» EINGABE
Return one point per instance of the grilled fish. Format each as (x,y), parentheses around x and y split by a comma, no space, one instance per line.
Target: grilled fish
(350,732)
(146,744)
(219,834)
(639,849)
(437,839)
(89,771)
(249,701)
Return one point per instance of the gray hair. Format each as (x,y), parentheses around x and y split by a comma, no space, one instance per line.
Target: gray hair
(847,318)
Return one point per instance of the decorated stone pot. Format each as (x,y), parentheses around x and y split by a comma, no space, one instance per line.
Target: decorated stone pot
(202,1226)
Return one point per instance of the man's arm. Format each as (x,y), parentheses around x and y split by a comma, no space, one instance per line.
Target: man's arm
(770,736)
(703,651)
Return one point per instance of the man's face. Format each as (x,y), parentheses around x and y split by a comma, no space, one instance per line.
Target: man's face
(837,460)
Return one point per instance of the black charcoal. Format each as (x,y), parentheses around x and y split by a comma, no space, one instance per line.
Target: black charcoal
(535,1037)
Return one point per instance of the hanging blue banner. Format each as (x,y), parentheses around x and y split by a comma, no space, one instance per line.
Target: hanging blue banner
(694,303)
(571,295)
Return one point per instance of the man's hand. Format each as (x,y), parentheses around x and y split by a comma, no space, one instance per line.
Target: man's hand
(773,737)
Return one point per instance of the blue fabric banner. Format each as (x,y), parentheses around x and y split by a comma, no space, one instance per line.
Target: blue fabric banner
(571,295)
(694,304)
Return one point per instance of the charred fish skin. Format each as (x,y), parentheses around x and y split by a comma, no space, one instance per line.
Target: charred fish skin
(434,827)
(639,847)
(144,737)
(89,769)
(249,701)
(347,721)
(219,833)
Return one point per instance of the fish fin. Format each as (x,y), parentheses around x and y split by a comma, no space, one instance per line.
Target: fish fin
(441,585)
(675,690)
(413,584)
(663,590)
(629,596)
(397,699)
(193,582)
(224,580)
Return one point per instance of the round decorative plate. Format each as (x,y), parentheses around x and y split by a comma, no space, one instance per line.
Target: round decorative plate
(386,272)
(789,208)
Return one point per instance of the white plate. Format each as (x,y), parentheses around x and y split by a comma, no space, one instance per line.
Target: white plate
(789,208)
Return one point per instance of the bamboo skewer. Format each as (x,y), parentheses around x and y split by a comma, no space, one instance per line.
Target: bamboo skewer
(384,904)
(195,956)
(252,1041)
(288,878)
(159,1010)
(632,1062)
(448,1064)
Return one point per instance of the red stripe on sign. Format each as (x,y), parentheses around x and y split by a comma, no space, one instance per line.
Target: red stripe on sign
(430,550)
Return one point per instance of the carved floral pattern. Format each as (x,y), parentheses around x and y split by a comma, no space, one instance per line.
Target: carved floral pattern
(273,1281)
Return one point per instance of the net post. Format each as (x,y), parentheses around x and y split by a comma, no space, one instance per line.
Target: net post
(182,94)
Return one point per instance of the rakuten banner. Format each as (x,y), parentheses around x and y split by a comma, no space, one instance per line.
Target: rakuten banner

» DEINE AUFGABE
Schreib alle Einträge oben noch einmal ab und ersetze dabei „Target“ durch „Objekt“. Alles andere bleibt unverändert.

» VOLLSTÄNDIGE ANTWORT
Return one point per instance of the grilled fish. Format each as (x,y), parentheses around x and y split by a comma, no space, one instance per line.
Objekt: grilled fish
(350,732)
(146,744)
(219,834)
(639,849)
(437,839)
(89,771)
(249,701)
Return one point per instance of the gray hair. Format each as (x,y), parentheses around x and y split by a comma, no space, one instance per line.
Objekt: gray hair
(847,318)
Return one point per instance of the decorated stone pot. Format each as (x,y), parentheses around x and y split by a comma, no space, one instance per line.
Objekt: decorated stone pot
(202,1226)
Return one point per instance of the man's arm. Format each as (x,y), parentheses around x and y split by a comma, no space, one instance per line.
Objekt: man's arm
(770,736)
(703,651)
Return one point per instance of the man's face. Format each as (x,y), parentheses around x and y split by a comma, no space, one instance per line.
Objekt: man's face
(837,460)
Return one point per instance of the black charcoal. Format each as (x,y), parentheses around x and y split by a comma, no space, one instance per line.
Objekt: black charcoal
(535,1037)
Return one point per instance of the hanging blue banner. Format each as (x,y), parentheses around x and y split by a comma, no space, one instance per line.
Objekt: hanging blue banner
(694,303)
(571,295)
Return one point per instance of the man's hand. Format each as (x,y), parentheses around x and y split by a comma, no space, one instance per line.
Objekt: man's hand
(773,737)
Return one point per instance of the blue fabric banner. Format each as (x,y), parentheses around x and y split by a comma, no space, one instance per line.
Objekt: blue fabric banner
(571,295)
(694,304)
Return one point per instance of the charred fish skin. Format each as (x,y), parentheses around x and y split by a comma, no space, one instance per line.
Objekt: charred fish skin
(434,827)
(639,847)
(144,737)
(89,769)
(249,701)
(347,721)
(219,833)
Return one point per instance of the fish fin. Format each as (x,y), parentheses around x and y split by a comma, no space, one instance per line.
Objekt: fish fin
(441,585)
(675,690)
(413,584)
(663,590)
(629,596)
(397,699)
(193,582)
(224,580)
Return one point per instance of the round decorative plate. Format each as (x,y), parentheses around x and y split by a comma, no space, one instance per line.
Objekt: round decorative plate
(386,272)
(789,208)
Return one point per instance of the white plate. Format each as (x,y), parentheses around x and y split by a comma, no space, one instance per line.
Objekt: white plate
(789,208)
Return one point per instance of the bamboo skewer. Format each as (x,y), parentheses around x and y split by a comma, no space, one instance per line.
Objekt: bamboo skewer
(384,904)
(195,956)
(252,1041)
(288,878)
(159,1010)
(632,1062)
(448,1064)
Return one point per instance of the red stripe on sign. Format each as (x,y), parentheses around x and y split by a comma, no space, one instance per line.
Objekt: red stripe on sign
(430,550)
Return one point per instance of the carved floral pattern. Format each as (x,y), parentheses around x and y split by a comma, no space, one instance per line.
Objekt: carved floral pattern
(273,1281)
Return one point per instance of the net post. Format each as (x,y), parentheses around x and y split by a comma, no space, one instance per line.
Objekt: net post
(182,94)
Return one point per instance of the rakuten banner. Format each as (x,y), parentheses around x and y split by a comma, no space, one instance per line.
Objekt: rakuten banner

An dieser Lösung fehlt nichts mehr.